▶ [AIM OF THE TASK]: Given the material below, output exactly the lines from the line with "Target: white tree motif" to the line with "# spot one point", both ends included, and no other lines.
─── RECORDS FOR THE EXERCISE ───
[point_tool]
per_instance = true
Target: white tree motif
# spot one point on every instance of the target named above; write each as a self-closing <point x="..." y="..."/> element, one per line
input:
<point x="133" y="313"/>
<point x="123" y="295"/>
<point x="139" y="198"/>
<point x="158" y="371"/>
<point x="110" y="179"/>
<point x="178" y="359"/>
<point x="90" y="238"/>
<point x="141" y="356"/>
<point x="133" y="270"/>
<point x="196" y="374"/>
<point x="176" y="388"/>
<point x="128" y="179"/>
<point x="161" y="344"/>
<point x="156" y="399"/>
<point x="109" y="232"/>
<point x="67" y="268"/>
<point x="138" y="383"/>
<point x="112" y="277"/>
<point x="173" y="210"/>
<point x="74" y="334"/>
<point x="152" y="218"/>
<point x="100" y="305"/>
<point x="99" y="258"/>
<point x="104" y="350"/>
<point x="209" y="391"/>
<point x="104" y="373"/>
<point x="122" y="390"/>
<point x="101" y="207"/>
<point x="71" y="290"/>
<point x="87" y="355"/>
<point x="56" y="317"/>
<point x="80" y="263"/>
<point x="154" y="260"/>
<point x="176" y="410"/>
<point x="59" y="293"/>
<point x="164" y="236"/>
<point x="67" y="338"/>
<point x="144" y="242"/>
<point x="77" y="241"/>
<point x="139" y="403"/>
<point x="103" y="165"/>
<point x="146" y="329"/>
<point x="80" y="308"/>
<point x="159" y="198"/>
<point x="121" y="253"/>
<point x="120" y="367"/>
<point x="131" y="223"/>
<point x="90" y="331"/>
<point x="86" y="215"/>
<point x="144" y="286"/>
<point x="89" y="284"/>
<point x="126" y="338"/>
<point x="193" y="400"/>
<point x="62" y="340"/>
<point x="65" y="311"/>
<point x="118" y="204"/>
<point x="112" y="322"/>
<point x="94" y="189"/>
───
▶ [TASK ANSWER]:
Target: white tree motif
# spot one point on every instance of the target named above; write each as a self-closing <point x="..." y="..."/> element, one per line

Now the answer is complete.